TASK INSTRUCTIONS:
Where the line containing "Can you see the khaki" appears, start copying; continue through the last line below and copy nothing else.

Data items
━━━━━━
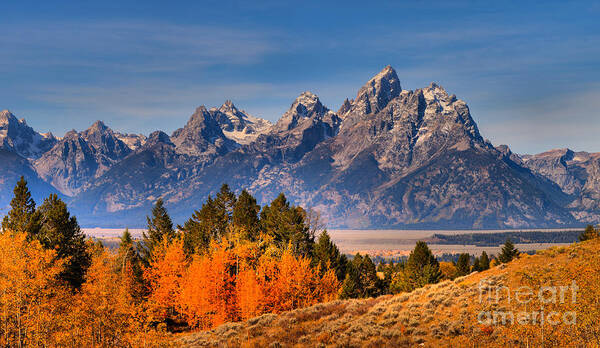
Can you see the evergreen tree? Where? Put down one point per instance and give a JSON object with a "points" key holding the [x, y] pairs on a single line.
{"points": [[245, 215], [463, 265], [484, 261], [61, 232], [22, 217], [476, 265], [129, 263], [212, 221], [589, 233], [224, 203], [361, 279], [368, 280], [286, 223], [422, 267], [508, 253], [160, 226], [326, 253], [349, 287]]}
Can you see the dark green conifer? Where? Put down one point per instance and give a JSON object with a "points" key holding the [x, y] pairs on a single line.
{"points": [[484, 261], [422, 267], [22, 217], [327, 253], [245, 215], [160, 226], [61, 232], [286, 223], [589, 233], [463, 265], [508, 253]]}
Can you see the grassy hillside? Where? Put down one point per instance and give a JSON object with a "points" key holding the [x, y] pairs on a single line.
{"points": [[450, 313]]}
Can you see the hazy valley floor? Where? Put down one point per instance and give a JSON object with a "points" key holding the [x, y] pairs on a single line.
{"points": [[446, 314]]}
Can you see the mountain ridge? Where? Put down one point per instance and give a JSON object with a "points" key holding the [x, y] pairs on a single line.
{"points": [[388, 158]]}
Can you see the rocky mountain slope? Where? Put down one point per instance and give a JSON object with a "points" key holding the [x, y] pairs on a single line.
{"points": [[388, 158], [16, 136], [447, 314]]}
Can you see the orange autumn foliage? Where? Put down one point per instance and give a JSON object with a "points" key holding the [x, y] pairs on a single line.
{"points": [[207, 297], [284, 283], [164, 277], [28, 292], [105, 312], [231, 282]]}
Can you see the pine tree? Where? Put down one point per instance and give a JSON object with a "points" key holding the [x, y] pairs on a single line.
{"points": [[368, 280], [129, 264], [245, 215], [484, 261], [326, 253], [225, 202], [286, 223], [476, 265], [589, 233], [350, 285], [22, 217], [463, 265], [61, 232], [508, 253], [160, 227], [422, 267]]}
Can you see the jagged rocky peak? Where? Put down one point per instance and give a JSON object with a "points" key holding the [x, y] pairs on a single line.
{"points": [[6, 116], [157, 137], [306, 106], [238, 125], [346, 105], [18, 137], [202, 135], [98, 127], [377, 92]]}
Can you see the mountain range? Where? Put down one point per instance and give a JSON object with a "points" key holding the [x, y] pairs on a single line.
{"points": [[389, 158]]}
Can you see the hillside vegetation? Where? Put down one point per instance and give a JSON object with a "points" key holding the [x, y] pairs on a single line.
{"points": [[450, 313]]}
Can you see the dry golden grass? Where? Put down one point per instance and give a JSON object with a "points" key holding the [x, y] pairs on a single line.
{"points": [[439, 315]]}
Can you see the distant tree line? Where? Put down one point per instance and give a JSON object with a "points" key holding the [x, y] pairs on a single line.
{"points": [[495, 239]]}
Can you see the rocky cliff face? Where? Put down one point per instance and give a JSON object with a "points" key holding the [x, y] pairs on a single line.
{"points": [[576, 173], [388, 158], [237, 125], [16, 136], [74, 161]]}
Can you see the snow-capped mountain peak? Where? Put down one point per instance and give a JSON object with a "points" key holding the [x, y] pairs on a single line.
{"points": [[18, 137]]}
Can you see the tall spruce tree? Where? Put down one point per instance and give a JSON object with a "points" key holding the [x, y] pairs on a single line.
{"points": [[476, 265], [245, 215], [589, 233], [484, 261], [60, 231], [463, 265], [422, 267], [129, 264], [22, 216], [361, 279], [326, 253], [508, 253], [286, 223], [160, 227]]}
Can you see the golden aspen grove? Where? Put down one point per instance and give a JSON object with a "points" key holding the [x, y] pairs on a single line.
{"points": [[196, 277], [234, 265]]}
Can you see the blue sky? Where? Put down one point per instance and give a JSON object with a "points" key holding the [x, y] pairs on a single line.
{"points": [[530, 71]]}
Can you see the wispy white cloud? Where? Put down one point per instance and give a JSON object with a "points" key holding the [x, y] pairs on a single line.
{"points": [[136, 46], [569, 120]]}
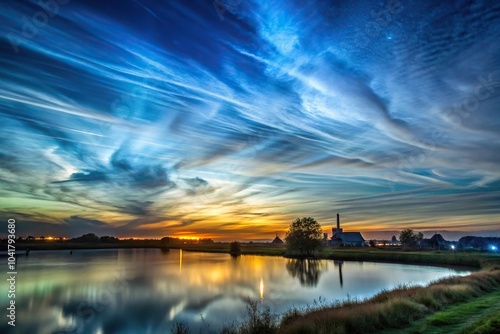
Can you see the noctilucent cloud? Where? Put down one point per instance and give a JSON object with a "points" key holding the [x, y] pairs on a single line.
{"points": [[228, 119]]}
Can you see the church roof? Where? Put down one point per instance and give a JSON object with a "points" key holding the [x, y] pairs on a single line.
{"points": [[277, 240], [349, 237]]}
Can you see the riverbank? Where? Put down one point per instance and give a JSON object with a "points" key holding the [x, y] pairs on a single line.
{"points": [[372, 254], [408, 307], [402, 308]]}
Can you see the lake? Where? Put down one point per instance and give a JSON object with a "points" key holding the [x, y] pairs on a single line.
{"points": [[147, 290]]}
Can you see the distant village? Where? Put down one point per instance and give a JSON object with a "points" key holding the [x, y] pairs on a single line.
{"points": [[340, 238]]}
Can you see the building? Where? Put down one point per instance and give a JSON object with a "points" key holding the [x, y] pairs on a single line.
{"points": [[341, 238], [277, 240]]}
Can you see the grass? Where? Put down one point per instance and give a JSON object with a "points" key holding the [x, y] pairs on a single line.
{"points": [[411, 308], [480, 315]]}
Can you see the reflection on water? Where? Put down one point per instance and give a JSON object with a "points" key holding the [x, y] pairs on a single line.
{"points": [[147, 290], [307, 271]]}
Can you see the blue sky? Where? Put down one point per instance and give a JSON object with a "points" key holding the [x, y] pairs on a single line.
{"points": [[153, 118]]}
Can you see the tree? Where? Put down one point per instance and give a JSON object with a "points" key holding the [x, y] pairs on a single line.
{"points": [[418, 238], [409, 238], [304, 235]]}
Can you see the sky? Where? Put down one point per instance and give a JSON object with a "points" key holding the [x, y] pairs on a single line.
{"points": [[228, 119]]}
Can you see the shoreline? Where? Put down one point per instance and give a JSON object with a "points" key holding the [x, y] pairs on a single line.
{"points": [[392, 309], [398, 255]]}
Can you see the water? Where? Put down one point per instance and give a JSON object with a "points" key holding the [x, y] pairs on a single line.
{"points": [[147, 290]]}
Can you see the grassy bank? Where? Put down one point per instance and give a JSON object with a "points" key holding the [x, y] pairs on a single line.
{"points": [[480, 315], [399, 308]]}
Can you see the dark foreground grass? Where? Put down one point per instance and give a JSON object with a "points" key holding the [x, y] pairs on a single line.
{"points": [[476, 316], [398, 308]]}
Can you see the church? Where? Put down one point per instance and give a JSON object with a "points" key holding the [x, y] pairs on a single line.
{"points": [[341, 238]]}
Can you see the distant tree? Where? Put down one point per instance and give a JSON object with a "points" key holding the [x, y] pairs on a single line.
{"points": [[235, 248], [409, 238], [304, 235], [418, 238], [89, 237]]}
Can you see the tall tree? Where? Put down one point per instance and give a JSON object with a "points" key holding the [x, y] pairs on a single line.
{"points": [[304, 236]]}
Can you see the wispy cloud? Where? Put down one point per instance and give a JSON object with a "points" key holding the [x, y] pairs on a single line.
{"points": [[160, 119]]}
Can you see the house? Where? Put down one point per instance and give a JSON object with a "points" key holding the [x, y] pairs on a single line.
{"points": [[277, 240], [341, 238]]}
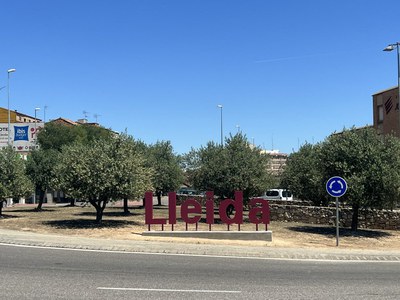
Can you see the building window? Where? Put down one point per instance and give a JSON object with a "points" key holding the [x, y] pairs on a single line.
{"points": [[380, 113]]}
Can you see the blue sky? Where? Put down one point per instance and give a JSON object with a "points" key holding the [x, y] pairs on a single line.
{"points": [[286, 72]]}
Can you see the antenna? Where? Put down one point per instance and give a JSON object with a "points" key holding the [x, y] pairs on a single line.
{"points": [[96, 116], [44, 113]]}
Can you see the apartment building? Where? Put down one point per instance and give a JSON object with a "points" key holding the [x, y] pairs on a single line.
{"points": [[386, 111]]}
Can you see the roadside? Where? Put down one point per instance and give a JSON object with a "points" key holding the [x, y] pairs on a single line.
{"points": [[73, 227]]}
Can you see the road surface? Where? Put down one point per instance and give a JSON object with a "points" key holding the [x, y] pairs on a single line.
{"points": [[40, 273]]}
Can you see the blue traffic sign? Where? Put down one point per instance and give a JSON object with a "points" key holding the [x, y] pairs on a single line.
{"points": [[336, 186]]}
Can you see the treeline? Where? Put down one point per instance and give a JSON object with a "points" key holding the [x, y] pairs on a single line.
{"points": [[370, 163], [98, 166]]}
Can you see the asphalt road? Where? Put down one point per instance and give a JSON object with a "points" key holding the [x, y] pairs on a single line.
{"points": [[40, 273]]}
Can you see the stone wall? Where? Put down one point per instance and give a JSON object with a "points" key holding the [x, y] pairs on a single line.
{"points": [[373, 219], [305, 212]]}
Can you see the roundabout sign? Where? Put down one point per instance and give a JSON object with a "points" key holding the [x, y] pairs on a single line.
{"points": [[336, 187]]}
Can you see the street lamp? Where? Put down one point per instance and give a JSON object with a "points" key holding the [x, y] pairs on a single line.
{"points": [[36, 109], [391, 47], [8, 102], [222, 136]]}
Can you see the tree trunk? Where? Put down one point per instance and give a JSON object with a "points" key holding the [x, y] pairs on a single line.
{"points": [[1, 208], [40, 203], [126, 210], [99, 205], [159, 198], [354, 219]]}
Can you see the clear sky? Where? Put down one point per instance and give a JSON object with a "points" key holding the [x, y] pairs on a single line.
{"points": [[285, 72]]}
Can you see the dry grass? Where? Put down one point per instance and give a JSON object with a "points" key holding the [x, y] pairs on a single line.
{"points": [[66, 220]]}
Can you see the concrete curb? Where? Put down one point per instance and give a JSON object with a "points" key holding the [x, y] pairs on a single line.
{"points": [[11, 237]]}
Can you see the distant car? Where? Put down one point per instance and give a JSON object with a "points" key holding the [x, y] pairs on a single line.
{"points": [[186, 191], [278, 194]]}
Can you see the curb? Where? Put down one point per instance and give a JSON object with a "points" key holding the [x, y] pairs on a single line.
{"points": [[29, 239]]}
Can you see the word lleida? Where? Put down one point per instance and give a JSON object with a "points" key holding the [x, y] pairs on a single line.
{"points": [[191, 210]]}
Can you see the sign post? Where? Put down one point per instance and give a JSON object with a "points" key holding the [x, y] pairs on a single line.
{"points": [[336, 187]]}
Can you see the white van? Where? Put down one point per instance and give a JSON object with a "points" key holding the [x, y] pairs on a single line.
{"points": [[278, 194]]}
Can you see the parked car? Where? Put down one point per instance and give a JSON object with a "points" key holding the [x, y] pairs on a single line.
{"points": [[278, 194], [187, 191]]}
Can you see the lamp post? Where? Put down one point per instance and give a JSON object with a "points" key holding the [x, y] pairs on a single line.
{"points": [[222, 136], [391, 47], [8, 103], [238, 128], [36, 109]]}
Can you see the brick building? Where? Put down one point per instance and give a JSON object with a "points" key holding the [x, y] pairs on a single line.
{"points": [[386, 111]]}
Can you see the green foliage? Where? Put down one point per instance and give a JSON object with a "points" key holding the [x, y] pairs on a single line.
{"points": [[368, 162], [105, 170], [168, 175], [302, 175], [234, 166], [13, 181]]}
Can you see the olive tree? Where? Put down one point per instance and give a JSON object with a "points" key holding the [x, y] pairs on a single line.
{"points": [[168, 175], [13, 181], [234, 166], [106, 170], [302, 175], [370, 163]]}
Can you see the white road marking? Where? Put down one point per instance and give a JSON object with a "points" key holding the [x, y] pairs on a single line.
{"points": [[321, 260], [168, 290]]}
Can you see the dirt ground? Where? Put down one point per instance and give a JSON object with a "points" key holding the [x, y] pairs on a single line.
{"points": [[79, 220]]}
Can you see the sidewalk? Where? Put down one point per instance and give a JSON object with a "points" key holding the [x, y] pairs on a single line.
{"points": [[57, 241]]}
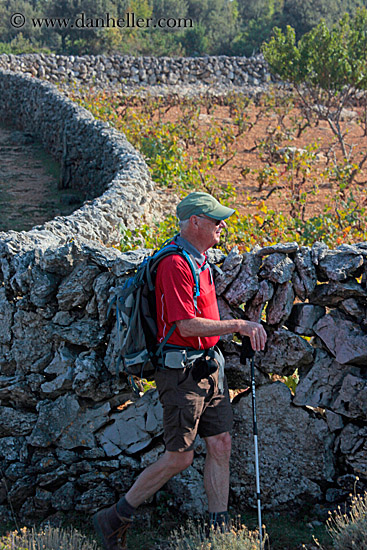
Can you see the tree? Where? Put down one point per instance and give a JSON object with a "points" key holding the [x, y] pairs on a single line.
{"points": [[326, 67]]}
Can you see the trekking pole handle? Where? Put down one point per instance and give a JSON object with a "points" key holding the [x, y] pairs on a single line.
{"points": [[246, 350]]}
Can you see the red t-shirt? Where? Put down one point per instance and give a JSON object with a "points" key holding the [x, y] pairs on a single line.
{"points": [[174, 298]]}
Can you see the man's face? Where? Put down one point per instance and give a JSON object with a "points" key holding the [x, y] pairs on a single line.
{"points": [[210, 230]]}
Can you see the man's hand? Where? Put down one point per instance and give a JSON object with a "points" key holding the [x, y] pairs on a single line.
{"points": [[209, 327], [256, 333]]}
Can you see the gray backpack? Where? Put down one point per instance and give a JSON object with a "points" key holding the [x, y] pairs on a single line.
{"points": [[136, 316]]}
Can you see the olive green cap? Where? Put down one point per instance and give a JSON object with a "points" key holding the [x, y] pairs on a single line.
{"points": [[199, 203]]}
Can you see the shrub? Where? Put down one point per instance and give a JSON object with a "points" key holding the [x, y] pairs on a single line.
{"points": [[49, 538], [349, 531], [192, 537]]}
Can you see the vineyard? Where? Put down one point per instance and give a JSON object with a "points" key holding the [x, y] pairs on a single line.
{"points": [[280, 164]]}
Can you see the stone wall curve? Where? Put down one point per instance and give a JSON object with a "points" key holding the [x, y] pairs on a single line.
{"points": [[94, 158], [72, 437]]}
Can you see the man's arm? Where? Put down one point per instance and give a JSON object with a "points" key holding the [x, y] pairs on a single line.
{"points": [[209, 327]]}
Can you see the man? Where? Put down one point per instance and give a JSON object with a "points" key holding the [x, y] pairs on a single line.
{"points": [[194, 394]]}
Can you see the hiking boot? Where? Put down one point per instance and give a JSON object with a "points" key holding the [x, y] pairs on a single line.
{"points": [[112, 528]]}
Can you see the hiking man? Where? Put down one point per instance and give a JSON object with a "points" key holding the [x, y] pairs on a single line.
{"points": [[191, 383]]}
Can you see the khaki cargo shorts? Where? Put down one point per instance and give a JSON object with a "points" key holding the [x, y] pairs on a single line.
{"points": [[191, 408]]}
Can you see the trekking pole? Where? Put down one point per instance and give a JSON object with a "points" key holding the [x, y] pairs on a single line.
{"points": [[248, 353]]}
━━━━━━
REPLY TO THE TASK:
Can you see the khaki cargo shorts? Where? Put down one point per instance and give a JSON object with a "points" key holding the [x, y] pairs on a single line.
{"points": [[191, 408]]}
Can you see the trekking pole? Where? Put down one point per instance and give a JSON object with a "points" key holding the [x, y] pairs on a single line.
{"points": [[248, 353]]}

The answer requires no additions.